The tasks:
A - Do these statements agree with the llvm-commits message? (i) The message was sent by Hal Finkel. (ii) Eli Friedman wrote his quoted reply at 4:07 AM. (iii) The quoted code includes a comment about fused FP multiply-accumulate operations. Answer yes or no for each and quote the words from the message that decide it.
B - Which people are named in the llvm-commits message?
C - Write the next part of the llvm-commits message, starting after its last line.

Extract:

[llvm-commits] [llvm] r148658 - in /llvm/trunk: lib/Target/ARM/ARM.td lib/Target/ARM/ARMAsmPrinter.cpp lib/Target/ARM/ARMInstrInfo.td lib/Target/ARM/ARMInstrNEON.td lib/Target/ARM/ARMInstrVFP.td lib/Target/ARM/ARMSchedule.td lib/Target/ARM/ARMSub

Hal Finkel hfinkel at anl.gov
Sun Jan 22 23:47:22 PST 2012


On Sun, 2012-01-22 at 16:46 -0800, Eli Friedman wrote:
> On Sun, Jan 22, 2012 at 4:07 AM, Anton Korobeynikov <asl at math.spbu.ru> wrote:
> > +//===----------------------------------------------------------------------===//
> > +// Fused FP Multiply-Accumulate Operations.

Collection entries:
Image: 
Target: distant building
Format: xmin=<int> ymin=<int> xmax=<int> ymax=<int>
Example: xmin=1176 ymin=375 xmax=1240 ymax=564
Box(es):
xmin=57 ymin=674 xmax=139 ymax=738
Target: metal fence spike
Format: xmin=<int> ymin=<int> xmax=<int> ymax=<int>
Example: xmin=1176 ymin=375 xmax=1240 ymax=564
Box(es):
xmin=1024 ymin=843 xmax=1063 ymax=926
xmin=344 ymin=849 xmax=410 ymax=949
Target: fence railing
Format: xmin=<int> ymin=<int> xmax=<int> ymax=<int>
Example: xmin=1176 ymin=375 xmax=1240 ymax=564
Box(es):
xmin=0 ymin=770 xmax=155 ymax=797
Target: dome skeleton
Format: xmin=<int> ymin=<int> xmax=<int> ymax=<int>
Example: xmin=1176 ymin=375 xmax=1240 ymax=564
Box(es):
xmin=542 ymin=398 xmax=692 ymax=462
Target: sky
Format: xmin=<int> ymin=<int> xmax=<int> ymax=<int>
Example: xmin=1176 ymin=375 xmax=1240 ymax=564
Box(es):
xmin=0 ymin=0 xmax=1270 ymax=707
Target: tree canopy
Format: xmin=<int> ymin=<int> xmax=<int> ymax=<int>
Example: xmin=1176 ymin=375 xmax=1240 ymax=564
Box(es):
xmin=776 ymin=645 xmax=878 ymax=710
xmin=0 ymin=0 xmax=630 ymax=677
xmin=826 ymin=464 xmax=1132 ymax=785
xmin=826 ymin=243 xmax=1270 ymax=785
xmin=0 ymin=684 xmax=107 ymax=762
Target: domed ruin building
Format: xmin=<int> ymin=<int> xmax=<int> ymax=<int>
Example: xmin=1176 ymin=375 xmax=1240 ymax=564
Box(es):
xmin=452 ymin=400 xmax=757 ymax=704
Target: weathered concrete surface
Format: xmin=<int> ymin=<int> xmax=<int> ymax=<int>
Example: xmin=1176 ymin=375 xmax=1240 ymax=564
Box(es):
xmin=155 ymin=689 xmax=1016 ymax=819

Expected results:
A -
(i) Yes: "Hal Finkel hfinkel at anl.gov"
(ii) No: "On Sun, 2012-01-22 at 16:46 -0800, Eli Friedman wrote:"
(iii) Yes: "// Fused FP Multiply-Accumulate Operations."

B - Hal Finkel, Eli Friedman, Anton Korobeynikov

C -
> > +//
> > +def VFMAD : ADbI<0b11101, 0b10, 0, 0,
> > +                 (outs DPR:$Dd), (ins DPR:$Ddin, DPR:$Dn, DPR:$Dm),
> > +                 IIC_fpFMAC64, "vfma", ".f64\t$Dd, $Dn, $Dm",
> > +                 [(set DPR:$Dd, (fadd_mlx (fmul_su DPR:$Dn, DPR:$Dm),
> > +                                          (f64 DPR:$Ddin)))]>,
> > +              RegConstraint<"$Ddin = $Dd">,
> > +              Requires<[HasVFP4]>;
> > +
> > +def VFMAS : ASbIn<0b11101, 0b10, 0, 0,
> > +                  (outs SPR:$Sd), (ins SPR:$Sdin, SPR:$Sn, SPR:$Sm),
> > +                  IIC_fpFMAC32, "vfma", ".f32\t$Sd, $Sn, $Sm",
> > +                  [(set SPR:$Sd, (fadd_mlx (fmul_su SPR:$Sn, SPR:$Sm),
> > +                                           SPR:$Sdin))]>,
> > +              RegConstraint<"$Sdin = $Sd">,
> > +              Requires<[HasVFP4,DontUseNEONForFP]> {
> > +  // Some single precision VFP instructions may be executed on both NEON and
> > +  // VFP pipelines.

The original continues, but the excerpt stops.